═══ EXTRACT TO READ ═══

You can also look around your property for other evidence that raccoons are hanging around to help verify that what you have found is actually raccoon poop. Look for overturned trashcans and other mischievous activities that indicate the presence of raccoons as those buggers can and will do a lot of damage.


----------



## Workaholic (Apr 1, 2007)

Poop identifying is not my thing but there are a couple things you can do to find your answer. You can get in there and inspect the contents, or you can set up a temporary motion activated camera.


----------



## WirelessG (Mar 22, 2009)

I can't bring myself to perform a poop necropsy. 

No overturned trash cans in the neighborhood. Everyone keeps their trash in their garage until trash day.


----------



## epson (Jul 28, 2010)

WirelessG said:


> I can't bring myself to perform a poop necropsy.
> 
> No overturned trash cans in the neighborhood. Everyone keeps their trash in their garage until trash day.


Well you already have (a.k.a) raccoon poop on your property. Some other things to look for are:

1) Any loud thumping noises heard in the attic at dusk and at dawn.
2)  A chattering sound, similar to birds chirping is heard in the chimney (baby raccoons may be present).
3) Your Lawns dug up as raccoons search for insect larvae and grubs to eat.
4) Raccoons are usually active after dark so if you have a motion sensor light you will notice it going on and off during the night.


----------



## PAbugman (Jun 29, 2010)

The suggestions about analyzing the fecal pellet are on the money. Valuable info will be gleaned by looking for seeds, hair, fur, bones, fiber, etc. It is not large enough for raccoon. Are you finding them one at a time as pictured? As opposed to a small pile or trail? It is mindful of an "owl pellet", but I can't imagine an owl roosting on a porch. Maybe another raptor. Are there rafters overtop of the droppings to serve as a perch? Keep looking at different times of night. The sensor/camera idea is very good. 

Bat droppings are very uneven and shiny; not smooth and rounded, but there is usually more. The size you describe is too large for bats though.


----------



## WirelessG (Mar 22, 2009)

Yes, they are lone turds. I have two ceiling fans, but I find turds in random places. There are often one or two toads on my porch at night. When I let my dog out I turn on the outside lights and the toads come to cash in on the bugs.


----------



## WirelessG (Mar 22, 2009)

And here is how the fans are situated. A predator bird doesn't get a very good view from these fans (although regular birds like to stoop there at night from time to time)

═══

§ PROMPT 1
In the forum thread about identifying droppings, at what times of day does epson say loud thumping noises may be heard in the attic?

═══ MATERIALS PROVIDED ═══

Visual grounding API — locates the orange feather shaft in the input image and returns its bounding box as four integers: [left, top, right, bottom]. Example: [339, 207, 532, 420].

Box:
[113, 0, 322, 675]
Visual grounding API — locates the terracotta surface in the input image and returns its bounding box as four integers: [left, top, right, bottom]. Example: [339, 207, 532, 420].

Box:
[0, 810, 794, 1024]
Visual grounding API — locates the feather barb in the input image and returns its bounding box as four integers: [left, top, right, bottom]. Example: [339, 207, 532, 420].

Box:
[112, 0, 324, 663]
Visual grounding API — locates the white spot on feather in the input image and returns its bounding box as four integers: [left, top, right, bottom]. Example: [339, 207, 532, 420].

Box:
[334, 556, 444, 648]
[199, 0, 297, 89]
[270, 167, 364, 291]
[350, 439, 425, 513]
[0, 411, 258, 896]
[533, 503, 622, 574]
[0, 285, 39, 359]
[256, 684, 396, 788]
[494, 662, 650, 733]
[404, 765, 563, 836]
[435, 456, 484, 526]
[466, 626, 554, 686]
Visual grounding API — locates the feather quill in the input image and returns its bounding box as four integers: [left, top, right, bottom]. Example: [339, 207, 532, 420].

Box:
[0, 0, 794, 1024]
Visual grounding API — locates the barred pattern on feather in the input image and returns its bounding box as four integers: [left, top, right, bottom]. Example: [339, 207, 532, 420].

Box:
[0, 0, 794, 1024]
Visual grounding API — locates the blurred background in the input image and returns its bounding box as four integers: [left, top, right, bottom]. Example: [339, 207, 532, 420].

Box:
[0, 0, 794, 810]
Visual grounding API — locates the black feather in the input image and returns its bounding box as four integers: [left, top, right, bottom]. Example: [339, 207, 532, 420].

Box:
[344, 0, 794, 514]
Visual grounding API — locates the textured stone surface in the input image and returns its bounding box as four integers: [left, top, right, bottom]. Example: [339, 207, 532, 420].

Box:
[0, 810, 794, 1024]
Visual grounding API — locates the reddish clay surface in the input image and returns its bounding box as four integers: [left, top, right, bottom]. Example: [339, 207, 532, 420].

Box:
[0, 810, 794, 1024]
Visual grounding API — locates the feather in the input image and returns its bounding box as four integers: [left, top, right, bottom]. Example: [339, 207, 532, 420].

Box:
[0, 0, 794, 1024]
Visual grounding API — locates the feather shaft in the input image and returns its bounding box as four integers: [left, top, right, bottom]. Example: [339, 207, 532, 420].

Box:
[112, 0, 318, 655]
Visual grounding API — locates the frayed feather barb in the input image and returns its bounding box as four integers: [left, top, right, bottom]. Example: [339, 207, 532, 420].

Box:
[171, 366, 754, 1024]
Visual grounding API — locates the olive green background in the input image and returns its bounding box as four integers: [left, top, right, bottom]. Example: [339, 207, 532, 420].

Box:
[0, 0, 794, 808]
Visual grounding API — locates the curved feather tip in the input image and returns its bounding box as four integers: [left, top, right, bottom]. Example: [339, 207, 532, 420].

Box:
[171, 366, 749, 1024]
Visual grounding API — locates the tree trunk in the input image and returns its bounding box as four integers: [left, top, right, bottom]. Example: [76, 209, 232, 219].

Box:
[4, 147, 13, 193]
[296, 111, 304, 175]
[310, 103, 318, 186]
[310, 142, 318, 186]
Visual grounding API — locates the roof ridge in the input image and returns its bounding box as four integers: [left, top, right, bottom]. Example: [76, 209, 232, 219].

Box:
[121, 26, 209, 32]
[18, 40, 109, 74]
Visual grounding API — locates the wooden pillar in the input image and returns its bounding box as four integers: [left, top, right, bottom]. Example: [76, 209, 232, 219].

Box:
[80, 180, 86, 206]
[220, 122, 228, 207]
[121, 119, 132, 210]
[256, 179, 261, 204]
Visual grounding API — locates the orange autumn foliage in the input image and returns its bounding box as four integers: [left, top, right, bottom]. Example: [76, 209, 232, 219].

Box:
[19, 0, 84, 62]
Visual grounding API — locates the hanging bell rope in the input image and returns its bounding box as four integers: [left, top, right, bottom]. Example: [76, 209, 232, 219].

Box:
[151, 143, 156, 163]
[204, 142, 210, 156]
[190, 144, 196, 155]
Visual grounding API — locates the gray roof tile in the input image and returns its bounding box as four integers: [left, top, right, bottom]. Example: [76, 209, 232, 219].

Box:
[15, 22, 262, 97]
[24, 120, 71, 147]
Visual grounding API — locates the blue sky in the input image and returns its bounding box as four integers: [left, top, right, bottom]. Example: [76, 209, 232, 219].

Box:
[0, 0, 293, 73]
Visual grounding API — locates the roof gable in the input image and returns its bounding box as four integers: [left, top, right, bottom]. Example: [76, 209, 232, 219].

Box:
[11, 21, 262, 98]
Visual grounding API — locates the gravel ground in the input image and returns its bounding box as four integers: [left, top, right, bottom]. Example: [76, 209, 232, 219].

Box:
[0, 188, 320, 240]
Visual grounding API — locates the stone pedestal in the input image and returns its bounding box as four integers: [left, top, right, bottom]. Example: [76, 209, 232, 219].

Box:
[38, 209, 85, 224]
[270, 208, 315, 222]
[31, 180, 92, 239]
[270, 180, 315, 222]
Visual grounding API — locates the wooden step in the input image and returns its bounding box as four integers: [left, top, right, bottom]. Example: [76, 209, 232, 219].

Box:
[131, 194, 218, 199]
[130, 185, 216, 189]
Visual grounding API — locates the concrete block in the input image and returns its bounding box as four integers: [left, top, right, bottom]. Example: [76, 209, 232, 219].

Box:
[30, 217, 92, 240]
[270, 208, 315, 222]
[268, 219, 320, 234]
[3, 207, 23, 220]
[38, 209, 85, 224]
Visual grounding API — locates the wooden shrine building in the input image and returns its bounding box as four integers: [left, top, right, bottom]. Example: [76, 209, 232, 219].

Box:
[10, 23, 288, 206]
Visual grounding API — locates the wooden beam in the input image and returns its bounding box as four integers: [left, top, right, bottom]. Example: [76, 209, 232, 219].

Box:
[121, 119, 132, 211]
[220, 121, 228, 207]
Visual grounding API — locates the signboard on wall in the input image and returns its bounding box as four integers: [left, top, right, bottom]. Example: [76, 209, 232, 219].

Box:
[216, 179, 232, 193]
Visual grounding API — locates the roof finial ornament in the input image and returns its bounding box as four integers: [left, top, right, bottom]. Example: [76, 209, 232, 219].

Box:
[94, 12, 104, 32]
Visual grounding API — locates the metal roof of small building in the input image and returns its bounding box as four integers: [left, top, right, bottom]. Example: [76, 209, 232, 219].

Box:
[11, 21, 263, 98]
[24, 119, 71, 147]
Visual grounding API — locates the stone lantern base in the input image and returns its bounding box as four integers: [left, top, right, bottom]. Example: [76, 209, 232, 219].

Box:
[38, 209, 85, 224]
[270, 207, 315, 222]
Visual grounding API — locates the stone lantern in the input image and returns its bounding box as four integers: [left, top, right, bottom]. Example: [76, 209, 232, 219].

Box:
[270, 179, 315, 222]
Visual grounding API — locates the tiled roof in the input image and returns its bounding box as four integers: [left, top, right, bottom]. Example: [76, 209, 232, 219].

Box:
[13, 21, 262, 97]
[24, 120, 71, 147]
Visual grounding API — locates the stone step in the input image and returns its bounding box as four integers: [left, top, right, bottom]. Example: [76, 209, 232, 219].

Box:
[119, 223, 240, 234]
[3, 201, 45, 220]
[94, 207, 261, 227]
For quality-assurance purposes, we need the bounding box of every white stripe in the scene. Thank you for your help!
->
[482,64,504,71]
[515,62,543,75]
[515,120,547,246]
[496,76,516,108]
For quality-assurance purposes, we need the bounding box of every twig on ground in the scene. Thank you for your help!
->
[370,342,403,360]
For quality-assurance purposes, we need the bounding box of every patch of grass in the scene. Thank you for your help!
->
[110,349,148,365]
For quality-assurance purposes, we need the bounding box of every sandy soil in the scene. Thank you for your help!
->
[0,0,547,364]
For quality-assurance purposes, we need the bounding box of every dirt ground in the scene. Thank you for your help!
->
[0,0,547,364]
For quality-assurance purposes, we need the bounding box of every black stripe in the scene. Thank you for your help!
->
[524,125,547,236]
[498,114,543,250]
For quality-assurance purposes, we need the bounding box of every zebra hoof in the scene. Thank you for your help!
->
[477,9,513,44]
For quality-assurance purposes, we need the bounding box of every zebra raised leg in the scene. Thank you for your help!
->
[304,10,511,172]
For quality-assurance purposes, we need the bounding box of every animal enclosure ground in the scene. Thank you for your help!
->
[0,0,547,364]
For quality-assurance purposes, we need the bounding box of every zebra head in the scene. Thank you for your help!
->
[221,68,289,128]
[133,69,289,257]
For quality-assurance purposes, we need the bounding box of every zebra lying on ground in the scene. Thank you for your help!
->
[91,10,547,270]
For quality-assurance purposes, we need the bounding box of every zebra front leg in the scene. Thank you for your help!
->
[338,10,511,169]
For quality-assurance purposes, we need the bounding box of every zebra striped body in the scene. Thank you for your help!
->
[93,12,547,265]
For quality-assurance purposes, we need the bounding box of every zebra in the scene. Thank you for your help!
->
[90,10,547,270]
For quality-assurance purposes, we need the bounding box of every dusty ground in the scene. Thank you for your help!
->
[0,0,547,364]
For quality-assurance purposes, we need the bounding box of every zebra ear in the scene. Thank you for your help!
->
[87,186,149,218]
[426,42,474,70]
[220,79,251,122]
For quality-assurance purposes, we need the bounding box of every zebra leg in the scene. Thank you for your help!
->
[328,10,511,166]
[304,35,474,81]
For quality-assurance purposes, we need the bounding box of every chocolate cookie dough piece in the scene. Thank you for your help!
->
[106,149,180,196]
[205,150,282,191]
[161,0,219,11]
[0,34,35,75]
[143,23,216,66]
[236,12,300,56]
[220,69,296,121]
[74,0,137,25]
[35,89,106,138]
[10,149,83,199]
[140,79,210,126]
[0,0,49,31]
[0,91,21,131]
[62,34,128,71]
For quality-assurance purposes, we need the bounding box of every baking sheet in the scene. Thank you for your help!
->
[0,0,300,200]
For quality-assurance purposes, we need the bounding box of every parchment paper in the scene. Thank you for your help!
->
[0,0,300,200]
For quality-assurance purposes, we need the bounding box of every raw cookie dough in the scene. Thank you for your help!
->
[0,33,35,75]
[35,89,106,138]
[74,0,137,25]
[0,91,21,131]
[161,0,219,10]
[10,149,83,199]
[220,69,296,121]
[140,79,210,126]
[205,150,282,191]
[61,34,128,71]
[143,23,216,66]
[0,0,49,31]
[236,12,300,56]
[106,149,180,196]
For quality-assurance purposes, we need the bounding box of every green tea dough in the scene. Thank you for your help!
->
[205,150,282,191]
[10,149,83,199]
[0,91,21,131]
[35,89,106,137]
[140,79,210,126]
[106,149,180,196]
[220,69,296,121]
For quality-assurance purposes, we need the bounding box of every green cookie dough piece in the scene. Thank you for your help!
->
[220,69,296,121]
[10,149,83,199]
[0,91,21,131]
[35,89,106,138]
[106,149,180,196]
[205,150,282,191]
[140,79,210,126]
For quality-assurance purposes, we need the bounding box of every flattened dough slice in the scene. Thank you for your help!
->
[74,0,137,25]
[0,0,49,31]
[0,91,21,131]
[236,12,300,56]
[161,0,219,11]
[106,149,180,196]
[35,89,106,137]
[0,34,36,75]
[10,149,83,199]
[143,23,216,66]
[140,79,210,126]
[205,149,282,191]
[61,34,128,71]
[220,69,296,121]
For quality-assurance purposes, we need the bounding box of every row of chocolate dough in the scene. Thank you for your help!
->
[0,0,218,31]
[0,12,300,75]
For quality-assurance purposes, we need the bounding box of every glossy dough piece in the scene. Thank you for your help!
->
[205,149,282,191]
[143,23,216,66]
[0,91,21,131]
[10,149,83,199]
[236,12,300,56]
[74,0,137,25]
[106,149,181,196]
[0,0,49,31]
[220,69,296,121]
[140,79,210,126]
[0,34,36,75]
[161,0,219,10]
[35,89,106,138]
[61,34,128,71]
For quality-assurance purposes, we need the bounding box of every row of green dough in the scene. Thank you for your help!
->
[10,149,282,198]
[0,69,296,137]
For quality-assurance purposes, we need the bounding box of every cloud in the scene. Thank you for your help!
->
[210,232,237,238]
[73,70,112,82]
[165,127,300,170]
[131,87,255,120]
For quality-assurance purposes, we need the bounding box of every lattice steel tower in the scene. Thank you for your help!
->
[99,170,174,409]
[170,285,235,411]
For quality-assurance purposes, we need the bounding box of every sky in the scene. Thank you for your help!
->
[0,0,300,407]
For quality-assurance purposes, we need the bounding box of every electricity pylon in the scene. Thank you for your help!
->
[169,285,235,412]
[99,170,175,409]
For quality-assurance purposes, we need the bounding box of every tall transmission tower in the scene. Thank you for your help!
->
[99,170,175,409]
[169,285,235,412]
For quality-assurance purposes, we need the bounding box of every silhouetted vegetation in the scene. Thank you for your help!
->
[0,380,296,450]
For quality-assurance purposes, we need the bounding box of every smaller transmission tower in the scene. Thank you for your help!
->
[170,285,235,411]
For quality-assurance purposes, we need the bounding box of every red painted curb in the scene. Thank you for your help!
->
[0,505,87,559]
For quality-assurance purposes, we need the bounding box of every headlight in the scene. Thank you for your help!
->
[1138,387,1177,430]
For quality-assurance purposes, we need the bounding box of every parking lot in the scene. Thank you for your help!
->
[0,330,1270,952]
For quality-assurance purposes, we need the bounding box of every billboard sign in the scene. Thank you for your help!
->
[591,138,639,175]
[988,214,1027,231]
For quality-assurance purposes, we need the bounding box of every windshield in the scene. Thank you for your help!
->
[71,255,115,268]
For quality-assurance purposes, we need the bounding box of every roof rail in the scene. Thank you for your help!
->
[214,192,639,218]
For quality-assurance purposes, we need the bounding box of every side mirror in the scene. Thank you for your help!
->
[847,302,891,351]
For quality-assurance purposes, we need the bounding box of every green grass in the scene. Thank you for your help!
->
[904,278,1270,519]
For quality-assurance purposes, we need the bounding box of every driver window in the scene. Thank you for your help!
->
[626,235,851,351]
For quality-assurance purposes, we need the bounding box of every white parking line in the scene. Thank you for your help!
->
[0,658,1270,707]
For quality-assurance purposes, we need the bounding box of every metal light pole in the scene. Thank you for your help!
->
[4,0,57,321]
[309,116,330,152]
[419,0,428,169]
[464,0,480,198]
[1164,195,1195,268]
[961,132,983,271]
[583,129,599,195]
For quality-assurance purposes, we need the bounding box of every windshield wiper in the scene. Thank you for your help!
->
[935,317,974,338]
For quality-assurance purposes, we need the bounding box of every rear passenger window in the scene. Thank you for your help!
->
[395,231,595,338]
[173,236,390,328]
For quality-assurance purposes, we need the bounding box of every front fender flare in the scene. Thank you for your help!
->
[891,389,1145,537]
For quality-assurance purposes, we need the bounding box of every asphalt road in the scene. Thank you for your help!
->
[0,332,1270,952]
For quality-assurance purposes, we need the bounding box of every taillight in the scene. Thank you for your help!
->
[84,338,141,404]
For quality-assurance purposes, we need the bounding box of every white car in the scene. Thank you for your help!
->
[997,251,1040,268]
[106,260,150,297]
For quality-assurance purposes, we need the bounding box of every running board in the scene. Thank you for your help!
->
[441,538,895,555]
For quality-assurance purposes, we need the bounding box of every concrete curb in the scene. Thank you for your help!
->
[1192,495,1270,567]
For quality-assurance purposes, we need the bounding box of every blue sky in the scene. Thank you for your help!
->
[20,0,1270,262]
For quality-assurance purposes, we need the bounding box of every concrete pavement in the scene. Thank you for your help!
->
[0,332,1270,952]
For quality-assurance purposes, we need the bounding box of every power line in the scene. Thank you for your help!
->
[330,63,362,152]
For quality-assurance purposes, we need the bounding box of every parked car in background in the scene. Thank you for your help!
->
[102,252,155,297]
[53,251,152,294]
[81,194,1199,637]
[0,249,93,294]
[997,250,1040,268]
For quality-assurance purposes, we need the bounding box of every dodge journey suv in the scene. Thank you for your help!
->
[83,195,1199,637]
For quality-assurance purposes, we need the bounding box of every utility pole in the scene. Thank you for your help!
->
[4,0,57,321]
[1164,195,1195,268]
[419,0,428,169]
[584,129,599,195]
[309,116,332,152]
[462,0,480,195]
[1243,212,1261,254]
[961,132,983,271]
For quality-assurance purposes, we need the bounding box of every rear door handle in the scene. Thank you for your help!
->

═══

§ PROMPT 2
In the records, write out as a numbered list the lines from the one containing "every zebra raised" up to and including the one containing "[91,10,547,270]", omitting any blank lines.

§ WORKED SOLUTION 1
At dusk and at dawn.

§ WORKED SOLUTION 2
1. For quality-assurance purposes, we need the bounding box of every zebra raised leg in the scene. Thank you for your help!
2. ->
3. [304,10,511,172]
4. For quality-assurance purposes, we need the bounding box of every animal enclosure ground in the scene. Thank you for your help!
5. ->
6. [0,0,547,364]
7. For quality-assurance purposes, we need the bounding box of every zebra head in the scene. Thank you for your help!
8. ->
9. [221,68,289,128]
10. [133,69,289,257]
11. For quality-assurance purposes, we need the bounding box of every zebra lying on ground in the scene. Thank you for your help!
12. ->
13. [91,10,547,270]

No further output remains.